> Tâche à réaliser
Citez mot pour mot le passage du texte de la page qui débute aux mots « Bien sûr, les » et prend fin après « pas la source. ».

Souvent, dans les rues américaines, le sage précaire est éberlué par tant d’argent dépensé partout, pour tout, tout cet argent qui coule à flots. Les voitures énormes, les maisons fragiles qui coûtent la prunelle des yeux, le prix exorbitant de la scolarité, des assurances maladie, les pourboires mirobolants qu’il faut donner aux serveurs (20% de l’adition est un minimum qui vous fait encore passer pour un radin, ou pour un Français, ce qui doit s’équivaloir).
Bien sûr, les gens vivent à crédit, mais malgré tout, il y a un mystère que je ne m’explique pas. Ce n’est pas exactement un confort, mais une espèce de dépense constante et massive qui me frappe, et dont je ne vois pas la source.
Et puis, quand je prends le bus pour me rendre dans des endroits moins visités, moins touristiques, les gares routières par exemple, je passe par des quartiers qui font froid dans le dos.
Je n’oublierai jamais le soir où j’ai pris l’autocar Greyhound, à Los Angeles. Le bus qui me conduisait là-bas a soudain emprunté un boulevard où il n’y avait plus de lumière, et je vis des tentes igloo montées à même le trottoir. D’abord quelques unes, puis des bidonvilles entiers. Des clochards un peu partout qui entassaient leurs affaires plus ou moins personnelles.
Les premières minutes, le sage précaire trouvait cela presque charmant ; il se sentait un peu chez lui. Cette pauvreté et ces habitats légers lui étaient une respiration, par rapport à la pression de l’argent qu’il ressentait dans les quartiers plus cossus.

> Matériel extrait
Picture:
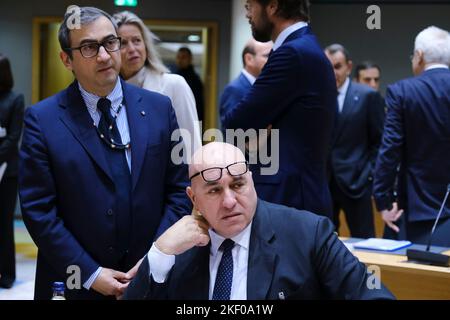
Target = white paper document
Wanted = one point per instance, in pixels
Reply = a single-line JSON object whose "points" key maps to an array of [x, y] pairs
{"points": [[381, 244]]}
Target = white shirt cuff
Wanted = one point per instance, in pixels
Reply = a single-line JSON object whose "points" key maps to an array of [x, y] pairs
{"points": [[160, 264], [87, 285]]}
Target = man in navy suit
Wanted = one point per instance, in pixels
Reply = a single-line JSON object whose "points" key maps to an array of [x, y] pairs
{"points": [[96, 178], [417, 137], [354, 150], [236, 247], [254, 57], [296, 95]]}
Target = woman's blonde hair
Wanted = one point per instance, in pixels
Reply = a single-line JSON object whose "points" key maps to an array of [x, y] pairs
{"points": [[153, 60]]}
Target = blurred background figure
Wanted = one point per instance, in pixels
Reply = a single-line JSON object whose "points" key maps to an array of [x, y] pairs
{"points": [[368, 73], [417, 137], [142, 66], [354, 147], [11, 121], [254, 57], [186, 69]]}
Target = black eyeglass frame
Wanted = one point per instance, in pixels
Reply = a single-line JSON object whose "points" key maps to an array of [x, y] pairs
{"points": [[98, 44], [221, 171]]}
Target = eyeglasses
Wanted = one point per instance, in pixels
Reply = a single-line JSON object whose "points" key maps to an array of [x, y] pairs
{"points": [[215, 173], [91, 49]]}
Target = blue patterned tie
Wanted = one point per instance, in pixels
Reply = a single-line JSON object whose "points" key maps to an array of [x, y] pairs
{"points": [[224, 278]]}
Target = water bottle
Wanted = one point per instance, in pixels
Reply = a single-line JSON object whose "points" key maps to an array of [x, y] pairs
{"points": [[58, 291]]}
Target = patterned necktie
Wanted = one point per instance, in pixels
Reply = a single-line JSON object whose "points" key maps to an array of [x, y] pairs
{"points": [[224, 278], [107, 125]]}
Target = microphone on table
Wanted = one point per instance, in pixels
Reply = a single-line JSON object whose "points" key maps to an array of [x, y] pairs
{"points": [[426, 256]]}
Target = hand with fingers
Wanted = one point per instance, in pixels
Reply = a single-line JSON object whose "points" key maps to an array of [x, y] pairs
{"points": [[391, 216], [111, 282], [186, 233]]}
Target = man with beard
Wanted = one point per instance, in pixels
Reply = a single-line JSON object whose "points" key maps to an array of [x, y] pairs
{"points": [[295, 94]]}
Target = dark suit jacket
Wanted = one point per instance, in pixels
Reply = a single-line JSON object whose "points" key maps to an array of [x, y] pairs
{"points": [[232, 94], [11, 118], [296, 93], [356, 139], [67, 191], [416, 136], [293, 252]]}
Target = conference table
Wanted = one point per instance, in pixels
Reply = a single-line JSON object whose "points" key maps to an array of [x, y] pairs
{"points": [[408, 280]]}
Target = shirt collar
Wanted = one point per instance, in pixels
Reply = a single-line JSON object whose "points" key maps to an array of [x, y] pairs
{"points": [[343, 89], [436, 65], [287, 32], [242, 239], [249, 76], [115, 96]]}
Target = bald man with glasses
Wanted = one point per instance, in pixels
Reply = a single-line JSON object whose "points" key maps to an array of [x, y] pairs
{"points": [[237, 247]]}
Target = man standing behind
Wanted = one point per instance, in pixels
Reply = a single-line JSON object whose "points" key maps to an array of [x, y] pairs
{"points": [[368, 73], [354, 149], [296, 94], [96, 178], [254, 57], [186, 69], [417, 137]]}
---
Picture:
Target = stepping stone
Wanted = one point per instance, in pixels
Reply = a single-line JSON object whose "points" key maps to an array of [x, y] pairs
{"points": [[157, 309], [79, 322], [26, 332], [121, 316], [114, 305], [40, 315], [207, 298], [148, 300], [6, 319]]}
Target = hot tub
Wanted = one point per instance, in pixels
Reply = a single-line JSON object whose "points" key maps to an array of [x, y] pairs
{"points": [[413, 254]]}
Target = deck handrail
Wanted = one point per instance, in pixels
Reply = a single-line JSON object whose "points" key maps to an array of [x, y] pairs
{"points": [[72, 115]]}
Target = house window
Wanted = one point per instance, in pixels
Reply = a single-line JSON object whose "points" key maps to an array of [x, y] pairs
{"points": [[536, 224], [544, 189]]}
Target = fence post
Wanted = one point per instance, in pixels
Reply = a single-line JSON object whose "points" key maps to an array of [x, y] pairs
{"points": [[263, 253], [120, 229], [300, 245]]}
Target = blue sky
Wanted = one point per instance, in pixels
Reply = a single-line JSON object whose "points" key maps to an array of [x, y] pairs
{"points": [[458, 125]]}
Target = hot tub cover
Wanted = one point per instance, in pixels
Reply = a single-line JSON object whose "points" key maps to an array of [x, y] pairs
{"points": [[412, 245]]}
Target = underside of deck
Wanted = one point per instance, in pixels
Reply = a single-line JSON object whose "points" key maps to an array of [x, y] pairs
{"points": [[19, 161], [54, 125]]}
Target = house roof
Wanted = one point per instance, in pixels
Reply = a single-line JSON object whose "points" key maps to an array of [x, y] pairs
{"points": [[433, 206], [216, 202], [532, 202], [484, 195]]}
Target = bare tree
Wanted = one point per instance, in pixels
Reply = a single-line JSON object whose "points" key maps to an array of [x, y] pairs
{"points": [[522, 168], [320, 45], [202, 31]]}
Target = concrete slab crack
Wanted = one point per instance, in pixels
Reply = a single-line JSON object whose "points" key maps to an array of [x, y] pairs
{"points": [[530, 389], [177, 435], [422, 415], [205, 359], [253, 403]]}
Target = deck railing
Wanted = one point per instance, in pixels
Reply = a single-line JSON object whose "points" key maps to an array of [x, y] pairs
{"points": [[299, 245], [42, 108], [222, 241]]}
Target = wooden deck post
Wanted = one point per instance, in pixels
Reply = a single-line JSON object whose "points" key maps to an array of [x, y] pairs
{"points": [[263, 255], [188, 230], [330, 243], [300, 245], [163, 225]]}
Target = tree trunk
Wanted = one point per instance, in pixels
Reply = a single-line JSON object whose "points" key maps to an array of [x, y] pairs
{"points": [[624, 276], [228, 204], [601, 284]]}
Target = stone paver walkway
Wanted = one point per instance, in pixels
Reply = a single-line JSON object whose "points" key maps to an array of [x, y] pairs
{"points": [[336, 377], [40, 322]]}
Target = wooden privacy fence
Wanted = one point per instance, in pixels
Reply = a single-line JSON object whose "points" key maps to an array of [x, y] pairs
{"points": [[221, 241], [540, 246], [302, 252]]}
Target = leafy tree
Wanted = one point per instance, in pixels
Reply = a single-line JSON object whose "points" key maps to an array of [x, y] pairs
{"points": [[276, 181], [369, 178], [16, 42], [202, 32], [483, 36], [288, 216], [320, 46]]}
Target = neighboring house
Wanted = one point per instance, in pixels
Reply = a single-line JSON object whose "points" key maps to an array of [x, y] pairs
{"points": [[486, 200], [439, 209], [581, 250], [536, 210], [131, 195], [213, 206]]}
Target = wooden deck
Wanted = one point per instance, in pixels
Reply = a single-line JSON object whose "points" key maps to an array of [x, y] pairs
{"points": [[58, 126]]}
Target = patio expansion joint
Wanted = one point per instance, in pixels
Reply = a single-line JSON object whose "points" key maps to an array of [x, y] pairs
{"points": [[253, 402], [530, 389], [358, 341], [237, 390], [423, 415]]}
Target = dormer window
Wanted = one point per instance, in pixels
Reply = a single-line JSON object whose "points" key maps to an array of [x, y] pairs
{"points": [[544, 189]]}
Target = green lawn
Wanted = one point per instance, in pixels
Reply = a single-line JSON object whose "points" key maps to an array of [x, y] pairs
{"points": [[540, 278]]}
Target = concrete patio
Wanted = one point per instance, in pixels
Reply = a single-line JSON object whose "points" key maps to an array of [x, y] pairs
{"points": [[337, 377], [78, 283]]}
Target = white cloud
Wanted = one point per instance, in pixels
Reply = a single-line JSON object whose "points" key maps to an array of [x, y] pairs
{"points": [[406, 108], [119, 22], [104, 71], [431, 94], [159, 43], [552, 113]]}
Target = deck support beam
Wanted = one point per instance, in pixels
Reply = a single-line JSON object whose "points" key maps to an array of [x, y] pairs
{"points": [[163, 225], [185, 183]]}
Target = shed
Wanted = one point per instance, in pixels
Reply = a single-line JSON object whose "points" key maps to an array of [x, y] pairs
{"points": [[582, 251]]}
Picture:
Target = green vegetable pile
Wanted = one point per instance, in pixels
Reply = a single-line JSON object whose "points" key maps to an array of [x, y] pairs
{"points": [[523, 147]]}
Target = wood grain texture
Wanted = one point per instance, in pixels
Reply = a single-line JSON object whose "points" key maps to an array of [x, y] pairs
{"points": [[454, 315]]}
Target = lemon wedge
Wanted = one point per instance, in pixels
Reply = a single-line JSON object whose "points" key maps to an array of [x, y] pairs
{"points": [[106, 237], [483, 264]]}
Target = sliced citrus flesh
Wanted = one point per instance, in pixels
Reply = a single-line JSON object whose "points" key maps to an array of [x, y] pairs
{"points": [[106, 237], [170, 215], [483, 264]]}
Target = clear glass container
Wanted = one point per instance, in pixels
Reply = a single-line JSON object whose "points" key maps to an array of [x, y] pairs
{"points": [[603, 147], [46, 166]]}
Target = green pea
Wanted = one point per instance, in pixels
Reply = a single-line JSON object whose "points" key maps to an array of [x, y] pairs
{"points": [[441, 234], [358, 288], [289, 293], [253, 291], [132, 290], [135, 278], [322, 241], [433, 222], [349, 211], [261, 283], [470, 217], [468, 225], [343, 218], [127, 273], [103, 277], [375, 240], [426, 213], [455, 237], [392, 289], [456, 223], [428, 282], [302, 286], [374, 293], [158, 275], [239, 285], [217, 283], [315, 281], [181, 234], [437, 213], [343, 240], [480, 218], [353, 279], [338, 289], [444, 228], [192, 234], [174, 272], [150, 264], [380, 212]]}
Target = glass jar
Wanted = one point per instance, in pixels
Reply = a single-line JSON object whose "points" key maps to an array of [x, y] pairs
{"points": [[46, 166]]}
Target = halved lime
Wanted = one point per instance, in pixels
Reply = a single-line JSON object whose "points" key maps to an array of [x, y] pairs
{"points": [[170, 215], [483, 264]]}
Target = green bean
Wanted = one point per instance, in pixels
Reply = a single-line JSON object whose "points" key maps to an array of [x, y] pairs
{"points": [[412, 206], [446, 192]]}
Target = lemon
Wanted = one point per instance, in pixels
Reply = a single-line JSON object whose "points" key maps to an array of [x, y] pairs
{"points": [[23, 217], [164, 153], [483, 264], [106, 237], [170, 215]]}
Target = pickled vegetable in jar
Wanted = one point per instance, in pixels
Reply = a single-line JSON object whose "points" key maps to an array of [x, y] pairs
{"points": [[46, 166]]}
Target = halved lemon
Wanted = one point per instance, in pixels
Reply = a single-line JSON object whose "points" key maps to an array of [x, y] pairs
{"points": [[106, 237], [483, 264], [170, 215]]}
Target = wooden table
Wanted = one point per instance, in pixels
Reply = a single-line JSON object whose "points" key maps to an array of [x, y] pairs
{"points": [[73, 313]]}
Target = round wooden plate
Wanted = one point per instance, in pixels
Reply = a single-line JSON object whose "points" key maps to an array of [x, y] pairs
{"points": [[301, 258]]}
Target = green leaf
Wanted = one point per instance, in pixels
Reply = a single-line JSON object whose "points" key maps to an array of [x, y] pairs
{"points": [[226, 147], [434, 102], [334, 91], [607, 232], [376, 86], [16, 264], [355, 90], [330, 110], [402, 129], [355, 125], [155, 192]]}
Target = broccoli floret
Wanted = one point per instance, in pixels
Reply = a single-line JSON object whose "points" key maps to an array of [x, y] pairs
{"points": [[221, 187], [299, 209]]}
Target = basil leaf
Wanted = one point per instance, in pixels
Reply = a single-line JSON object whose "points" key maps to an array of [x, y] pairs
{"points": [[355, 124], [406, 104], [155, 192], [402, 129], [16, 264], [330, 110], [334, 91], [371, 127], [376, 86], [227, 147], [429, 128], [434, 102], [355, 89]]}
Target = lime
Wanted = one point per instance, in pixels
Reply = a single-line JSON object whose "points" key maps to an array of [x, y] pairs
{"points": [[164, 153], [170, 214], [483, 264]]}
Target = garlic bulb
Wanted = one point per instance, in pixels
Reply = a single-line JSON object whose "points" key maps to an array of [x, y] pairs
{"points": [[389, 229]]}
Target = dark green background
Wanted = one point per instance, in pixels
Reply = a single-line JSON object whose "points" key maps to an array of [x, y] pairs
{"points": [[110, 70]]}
...
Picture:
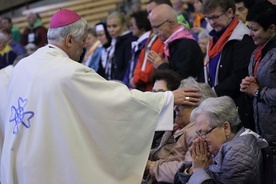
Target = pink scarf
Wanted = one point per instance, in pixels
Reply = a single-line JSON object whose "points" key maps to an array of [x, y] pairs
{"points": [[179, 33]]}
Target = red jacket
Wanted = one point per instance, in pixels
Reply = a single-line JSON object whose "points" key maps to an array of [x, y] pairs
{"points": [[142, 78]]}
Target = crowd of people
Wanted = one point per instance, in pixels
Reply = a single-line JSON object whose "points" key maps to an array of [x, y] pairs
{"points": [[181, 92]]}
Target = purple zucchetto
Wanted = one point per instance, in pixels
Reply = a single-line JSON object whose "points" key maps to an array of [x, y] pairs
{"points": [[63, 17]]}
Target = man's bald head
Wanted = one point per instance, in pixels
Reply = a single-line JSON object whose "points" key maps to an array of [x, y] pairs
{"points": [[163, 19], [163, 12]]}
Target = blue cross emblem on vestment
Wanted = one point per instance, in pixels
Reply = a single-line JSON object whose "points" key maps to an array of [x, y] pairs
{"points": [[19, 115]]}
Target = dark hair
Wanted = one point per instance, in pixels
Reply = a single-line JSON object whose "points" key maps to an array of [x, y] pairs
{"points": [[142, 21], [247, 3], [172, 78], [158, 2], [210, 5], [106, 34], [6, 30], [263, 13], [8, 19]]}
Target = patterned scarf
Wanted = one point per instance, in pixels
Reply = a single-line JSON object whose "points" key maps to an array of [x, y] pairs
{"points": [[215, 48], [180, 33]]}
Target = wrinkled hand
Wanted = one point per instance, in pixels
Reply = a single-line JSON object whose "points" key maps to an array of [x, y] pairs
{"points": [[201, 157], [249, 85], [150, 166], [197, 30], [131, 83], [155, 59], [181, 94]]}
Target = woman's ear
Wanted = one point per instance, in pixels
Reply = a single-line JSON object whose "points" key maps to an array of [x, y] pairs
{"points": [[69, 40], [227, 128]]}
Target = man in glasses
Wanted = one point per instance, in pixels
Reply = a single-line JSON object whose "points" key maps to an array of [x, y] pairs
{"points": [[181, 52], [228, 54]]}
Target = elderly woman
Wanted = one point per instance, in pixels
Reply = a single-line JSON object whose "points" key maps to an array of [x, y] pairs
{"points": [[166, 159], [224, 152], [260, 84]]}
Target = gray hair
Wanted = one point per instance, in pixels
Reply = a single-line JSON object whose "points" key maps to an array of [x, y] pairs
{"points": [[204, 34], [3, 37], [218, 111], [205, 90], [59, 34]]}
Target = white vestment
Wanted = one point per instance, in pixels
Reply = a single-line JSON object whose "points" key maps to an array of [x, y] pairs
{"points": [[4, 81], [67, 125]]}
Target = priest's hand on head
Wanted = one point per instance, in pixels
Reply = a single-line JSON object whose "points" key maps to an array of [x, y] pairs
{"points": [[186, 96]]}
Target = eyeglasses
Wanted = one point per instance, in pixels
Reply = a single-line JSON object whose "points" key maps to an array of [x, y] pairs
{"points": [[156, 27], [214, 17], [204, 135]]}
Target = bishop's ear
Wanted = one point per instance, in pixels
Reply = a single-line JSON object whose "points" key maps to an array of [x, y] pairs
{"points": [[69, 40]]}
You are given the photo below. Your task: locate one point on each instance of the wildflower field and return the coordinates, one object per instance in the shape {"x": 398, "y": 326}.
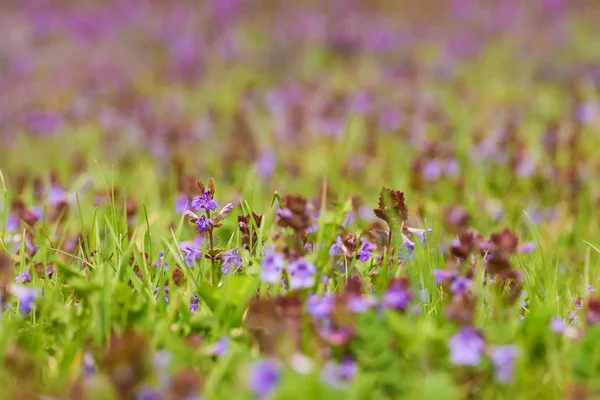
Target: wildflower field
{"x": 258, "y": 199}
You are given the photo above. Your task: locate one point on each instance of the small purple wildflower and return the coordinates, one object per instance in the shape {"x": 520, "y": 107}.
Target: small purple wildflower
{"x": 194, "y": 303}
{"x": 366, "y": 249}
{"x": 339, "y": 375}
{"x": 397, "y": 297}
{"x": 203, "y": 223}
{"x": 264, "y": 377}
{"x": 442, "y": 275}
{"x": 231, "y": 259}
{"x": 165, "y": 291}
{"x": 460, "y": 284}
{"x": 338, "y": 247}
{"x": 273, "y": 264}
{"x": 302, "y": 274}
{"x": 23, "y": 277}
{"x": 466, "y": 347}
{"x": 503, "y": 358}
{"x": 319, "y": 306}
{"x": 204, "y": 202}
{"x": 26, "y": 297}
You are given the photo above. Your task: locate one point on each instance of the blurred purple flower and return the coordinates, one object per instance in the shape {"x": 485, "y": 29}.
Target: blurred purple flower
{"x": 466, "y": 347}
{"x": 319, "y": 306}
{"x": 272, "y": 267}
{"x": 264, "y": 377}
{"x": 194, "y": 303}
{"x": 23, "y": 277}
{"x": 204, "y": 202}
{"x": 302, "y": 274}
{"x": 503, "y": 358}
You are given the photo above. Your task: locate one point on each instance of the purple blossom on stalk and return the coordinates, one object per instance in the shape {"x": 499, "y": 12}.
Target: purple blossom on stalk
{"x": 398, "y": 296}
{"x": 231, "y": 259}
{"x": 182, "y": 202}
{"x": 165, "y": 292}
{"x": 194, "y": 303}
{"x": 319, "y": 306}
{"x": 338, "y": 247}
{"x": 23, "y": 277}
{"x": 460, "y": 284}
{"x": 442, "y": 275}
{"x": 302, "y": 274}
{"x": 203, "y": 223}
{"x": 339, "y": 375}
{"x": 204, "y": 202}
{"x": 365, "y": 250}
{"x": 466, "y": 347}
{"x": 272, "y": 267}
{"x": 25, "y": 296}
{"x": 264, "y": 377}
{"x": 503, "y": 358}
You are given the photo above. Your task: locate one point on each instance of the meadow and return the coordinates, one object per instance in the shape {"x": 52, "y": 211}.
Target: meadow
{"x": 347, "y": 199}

> Réponse à la tâche
Bien sûr, les gens vivent à crédit, mais malgré tout, il y a un mystère que je ne m’explique pas. Ce n’est pas exactement un confort, mais une espèce de dépense constante et massive qui me frappe, et dont je ne vois pas la source.